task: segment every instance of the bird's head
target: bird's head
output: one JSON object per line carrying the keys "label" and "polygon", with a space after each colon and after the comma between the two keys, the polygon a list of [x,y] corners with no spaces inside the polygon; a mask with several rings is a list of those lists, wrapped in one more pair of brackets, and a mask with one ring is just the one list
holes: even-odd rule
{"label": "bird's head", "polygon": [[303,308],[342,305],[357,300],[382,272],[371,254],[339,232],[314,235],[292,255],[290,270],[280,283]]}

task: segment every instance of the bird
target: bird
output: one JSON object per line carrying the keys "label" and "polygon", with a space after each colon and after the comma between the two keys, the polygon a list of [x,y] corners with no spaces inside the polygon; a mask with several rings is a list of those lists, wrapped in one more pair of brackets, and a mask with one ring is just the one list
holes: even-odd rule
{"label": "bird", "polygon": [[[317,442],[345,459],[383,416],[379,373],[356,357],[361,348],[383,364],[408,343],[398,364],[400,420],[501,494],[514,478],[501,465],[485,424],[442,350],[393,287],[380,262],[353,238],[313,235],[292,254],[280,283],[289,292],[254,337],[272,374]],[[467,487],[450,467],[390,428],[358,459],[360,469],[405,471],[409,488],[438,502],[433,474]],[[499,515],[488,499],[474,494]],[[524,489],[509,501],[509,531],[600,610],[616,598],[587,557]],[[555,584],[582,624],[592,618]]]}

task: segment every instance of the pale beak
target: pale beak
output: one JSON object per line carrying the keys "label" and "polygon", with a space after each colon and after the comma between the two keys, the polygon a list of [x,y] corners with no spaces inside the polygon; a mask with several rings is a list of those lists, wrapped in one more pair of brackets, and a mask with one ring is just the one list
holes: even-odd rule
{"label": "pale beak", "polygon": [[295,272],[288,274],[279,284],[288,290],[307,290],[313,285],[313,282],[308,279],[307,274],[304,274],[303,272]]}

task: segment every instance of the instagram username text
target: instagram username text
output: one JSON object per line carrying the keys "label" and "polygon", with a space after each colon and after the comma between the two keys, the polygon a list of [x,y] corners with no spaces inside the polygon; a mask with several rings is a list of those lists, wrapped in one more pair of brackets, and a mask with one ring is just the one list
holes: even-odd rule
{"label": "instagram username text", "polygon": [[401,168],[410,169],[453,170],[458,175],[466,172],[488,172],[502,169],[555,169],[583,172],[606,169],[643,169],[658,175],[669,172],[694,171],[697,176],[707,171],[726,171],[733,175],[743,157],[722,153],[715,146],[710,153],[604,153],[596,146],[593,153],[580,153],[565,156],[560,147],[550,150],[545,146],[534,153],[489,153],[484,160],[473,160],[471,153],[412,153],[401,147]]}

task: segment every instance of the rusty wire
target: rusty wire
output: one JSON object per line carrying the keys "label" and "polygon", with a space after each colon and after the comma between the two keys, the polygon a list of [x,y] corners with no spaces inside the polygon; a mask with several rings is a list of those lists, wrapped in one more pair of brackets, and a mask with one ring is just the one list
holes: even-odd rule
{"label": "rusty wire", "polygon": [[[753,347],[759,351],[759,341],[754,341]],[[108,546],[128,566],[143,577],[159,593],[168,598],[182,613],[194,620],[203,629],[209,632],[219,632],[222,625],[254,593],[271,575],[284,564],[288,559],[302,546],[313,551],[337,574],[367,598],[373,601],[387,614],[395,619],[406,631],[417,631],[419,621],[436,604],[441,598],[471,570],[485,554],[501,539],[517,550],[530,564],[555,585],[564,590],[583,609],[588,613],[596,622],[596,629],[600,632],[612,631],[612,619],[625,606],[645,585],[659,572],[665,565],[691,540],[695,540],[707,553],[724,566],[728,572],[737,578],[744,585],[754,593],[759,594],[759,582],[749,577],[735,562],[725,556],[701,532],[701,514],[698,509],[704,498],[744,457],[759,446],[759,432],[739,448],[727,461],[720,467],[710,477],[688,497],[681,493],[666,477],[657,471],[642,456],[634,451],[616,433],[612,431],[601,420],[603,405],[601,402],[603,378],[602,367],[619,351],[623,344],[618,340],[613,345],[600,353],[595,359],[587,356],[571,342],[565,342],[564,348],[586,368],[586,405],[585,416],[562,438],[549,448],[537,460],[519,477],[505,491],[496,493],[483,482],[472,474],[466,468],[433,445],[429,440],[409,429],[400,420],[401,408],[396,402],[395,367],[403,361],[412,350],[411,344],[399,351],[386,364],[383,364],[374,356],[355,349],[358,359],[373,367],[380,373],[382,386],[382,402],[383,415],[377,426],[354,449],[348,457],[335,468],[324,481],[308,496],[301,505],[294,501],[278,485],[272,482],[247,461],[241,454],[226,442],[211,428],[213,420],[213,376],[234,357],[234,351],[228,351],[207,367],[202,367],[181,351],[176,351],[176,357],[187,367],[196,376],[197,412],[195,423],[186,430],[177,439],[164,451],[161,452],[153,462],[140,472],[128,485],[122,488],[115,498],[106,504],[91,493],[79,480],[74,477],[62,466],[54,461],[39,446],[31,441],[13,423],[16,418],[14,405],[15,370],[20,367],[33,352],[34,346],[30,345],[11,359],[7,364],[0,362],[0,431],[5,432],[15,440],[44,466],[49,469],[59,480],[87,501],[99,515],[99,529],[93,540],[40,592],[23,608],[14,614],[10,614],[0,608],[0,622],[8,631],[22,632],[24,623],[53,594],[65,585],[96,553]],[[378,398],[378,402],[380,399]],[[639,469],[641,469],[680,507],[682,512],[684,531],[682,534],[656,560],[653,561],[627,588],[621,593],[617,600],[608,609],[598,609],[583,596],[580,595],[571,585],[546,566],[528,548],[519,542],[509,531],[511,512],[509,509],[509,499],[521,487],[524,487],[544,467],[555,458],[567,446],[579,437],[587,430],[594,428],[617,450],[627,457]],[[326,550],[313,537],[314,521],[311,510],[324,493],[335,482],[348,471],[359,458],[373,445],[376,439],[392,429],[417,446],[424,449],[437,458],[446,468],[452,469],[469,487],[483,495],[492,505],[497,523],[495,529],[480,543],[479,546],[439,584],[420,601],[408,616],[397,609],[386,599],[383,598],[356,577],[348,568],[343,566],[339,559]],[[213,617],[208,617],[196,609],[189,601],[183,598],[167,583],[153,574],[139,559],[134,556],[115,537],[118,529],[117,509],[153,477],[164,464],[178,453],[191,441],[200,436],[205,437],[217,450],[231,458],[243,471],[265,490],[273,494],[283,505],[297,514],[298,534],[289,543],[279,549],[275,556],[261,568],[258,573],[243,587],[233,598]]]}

- - -

### [The request]
Copy out each line of the material that contains the string "beak".

### [Result]
task: segment every instance of the pale beak
target: pale beak
{"label": "pale beak", "polygon": [[295,272],[288,274],[279,284],[288,290],[307,290],[313,285],[313,282],[308,279],[307,274],[304,274],[303,272]]}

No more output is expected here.